### [Work to be completed]
Render the records below as a JSON array of strings, one string per line with blank lines omitted, starting at the line containing "I need to verify whether the rocky" and running through the end of the records. Leave the pictures out.

== Data listing

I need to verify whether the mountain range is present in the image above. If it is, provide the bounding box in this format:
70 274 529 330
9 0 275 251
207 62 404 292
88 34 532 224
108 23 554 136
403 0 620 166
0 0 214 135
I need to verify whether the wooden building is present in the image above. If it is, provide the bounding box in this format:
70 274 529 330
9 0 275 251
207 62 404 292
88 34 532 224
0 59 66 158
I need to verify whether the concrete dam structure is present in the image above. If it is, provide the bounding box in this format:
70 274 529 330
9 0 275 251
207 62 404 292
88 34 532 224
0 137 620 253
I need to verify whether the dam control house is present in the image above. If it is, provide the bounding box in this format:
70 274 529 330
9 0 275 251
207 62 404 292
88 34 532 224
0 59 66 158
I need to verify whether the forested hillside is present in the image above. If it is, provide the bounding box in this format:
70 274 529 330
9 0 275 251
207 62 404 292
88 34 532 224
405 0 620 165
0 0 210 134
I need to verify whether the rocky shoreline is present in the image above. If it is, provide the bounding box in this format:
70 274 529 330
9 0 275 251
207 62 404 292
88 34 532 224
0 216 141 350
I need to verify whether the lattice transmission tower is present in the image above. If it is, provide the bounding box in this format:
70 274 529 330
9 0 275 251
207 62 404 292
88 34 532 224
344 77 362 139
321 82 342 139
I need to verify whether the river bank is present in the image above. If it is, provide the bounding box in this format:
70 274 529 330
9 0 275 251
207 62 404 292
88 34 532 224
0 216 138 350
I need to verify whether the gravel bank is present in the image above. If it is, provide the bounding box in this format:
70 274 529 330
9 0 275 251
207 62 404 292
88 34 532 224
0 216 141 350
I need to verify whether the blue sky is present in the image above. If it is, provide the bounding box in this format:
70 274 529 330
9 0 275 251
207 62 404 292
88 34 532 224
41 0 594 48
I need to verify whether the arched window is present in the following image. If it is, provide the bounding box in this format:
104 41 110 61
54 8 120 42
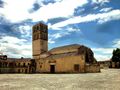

====

### [In response]
[
  "I need to verify whether the rocky shoreline is present in the image above. If it is, provide the bounding box in this format:",
  "70 274 529 330",
  "9 0 275 251",
  "207 62 404 292",
  "88 34 532 224",
  "0 216 141 350",
  "I need to verify whether the lattice transmission tower is present in the image above. If it is, provide the bounding box in this format:",
  "70 274 529 330",
  "9 0 275 251",
  "207 62 404 292",
  "88 34 532 224",
  "344 77 362 139",
  "321 82 342 139",
  "I need to verify whether the river bank is present in the image above. If it is, provide the bounding box in this format:",
  "70 274 529 330",
  "9 0 275 251",
  "207 62 404 292",
  "88 34 532 224",
  "0 216 138 350",
  "I need to verify whether the gravel bank is present in the image above. If it is, provide the bounding box in this format:",
  "70 274 529 330",
  "9 0 275 251",
  "207 62 404 292",
  "88 34 532 224",
  "0 216 141 350",
  "I need to verify whether the blue sky is present in the image above. If it is, provide the bounding box in this format:",
  "70 274 529 330",
  "9 0 275 251",
  "207 62 404 292",
  "88 34 532 224",
  "41 0 594 48",
  "I need to verify whether the arched window is present in the following image. If it is, provide the bounding box in this format:",
  "104 41 110 61",
  "54 8 120 42"
]